↓

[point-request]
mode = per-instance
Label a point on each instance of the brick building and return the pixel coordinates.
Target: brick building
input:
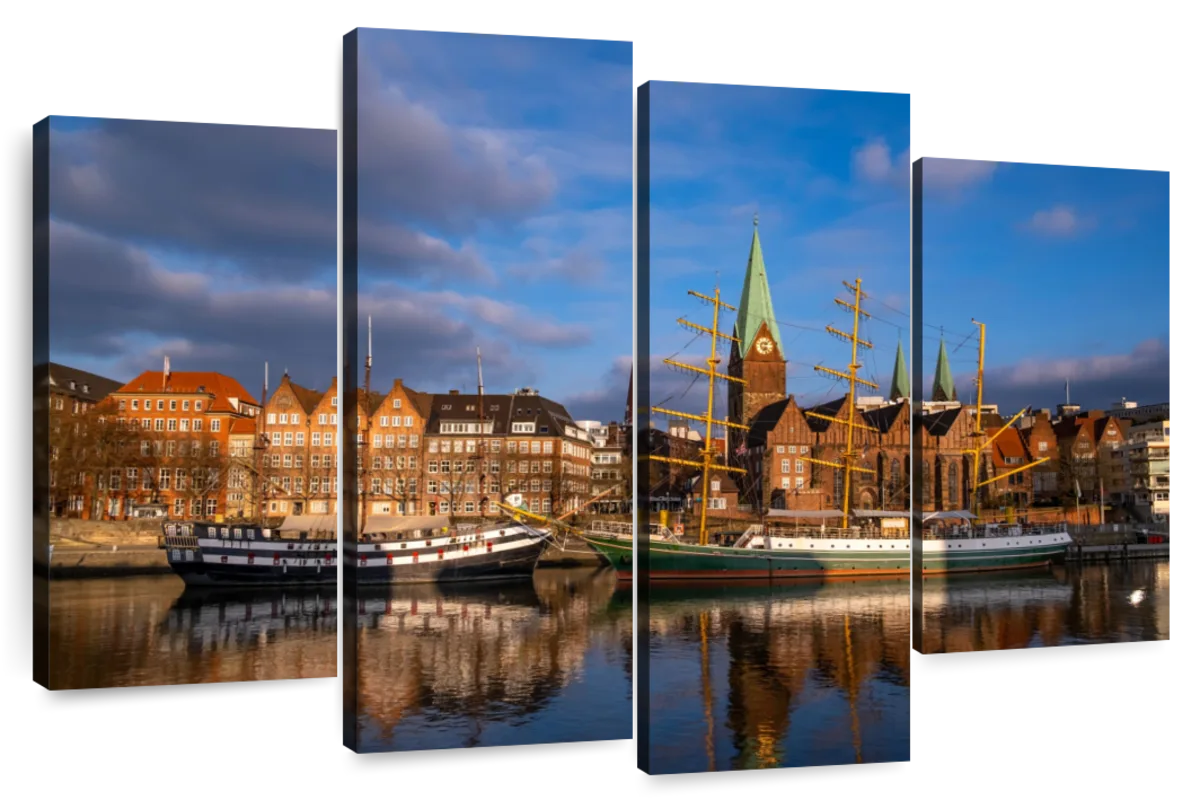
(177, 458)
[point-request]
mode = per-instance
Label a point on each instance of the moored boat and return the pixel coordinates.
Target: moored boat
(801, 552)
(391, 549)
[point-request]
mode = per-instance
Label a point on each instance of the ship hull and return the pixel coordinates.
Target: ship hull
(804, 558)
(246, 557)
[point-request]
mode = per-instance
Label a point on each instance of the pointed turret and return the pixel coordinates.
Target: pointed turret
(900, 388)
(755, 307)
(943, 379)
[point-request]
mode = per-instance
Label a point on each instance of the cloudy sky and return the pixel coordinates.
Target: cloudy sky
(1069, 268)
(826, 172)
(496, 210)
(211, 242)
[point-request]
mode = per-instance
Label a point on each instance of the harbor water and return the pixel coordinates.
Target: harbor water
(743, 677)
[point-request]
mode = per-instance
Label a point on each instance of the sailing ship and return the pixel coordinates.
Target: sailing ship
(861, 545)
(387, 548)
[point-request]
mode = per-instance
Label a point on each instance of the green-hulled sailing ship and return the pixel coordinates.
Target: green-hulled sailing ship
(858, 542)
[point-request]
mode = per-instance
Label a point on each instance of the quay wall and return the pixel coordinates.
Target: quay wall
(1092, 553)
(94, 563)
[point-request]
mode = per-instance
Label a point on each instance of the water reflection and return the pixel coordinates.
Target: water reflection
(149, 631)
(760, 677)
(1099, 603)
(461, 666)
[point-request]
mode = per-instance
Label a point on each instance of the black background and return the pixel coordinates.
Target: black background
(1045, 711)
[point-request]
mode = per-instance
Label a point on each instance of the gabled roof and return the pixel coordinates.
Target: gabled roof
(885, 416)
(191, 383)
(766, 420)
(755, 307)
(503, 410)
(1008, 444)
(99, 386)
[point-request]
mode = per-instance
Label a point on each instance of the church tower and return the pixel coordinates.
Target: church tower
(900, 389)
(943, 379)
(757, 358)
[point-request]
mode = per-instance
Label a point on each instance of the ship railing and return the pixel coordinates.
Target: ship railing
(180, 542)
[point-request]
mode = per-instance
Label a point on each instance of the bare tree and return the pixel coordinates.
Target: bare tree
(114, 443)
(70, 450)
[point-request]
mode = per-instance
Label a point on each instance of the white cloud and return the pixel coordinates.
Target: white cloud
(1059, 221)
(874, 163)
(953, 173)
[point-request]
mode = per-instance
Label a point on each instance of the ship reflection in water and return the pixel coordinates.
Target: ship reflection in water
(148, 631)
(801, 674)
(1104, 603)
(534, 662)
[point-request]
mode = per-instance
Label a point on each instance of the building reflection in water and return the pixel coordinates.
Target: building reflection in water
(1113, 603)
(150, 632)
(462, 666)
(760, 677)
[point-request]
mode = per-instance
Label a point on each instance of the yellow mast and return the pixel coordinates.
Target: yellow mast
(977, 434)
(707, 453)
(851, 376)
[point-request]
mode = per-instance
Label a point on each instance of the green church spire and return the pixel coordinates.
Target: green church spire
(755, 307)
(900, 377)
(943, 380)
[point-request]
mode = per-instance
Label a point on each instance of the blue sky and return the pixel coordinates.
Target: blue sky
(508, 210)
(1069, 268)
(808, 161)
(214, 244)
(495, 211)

↑

Exercise prompt => Copy the records word for word, from the first line up to and including the line with "(1045, 711)". Leave the pictures out of your copy.

Complete output =>
[point-request]
mode = per-instance
Label a point on each instance of the brick building and return the pixel coordinates.
Target: brick building
input:
(177, 458)
[point-request]
mode = per-instance
Label a point on each instance of the moored boat and return the pixel coordinates.
Target: moored boat
(801, 552)
(391, 549)
[point-request]
mode = per-instance
Label a point on each instance of the ship hull and return the pixel coordinates.
Target: ship hull
(804, 558)
(246, 557)
[point-request]
mode = per-instance
Label a point on each instance of the pointed turret and return the pixel coordinates.
Target: pointed turret
(900, 388)
(755, 307)
(943, 379)
[point-request]
mode = per-instance
Label a point on each instance of the cloudy sky and return the pixel coordinates.
Target: cloudy sky
(1069, 268)
(826, 172)
(496, 210)
(211, 242)
[point-request]
mode = per-instance
Label a point on each instance of the harbor water and return the pixel coordinates.
Target: harbor water
(743, 677)
[point-request]
mode = per-instance
Label a point on each instance of the sailing ship and return the pixel coordinates.
Target: sailing ship
(861, 545)
(387, 548)
[point-request]
mode = per-instance
Label a point on each instance of the green-hulled sailing ship and return the pixel coordinates.
Target: green-hulled sailing ship
(858, 542)
[point-request]
mode = per-instance
Label a point on each instance of the quay wall and return the pixel coordinates.
Target: quay wall
(1092, 553)
(94, 563)
[point-request]
mode = per-instance
Label a point on each instance of the water reflection and return the pixel coordinates.
Target: water reflection
(149, 631)
(760, 677)
(1099, 603)
(461, 666)
[point-request]
mode = per-instance
Label a point on each instance of the black background and return the pixel coordinates.
Target: black background
(1045, 711)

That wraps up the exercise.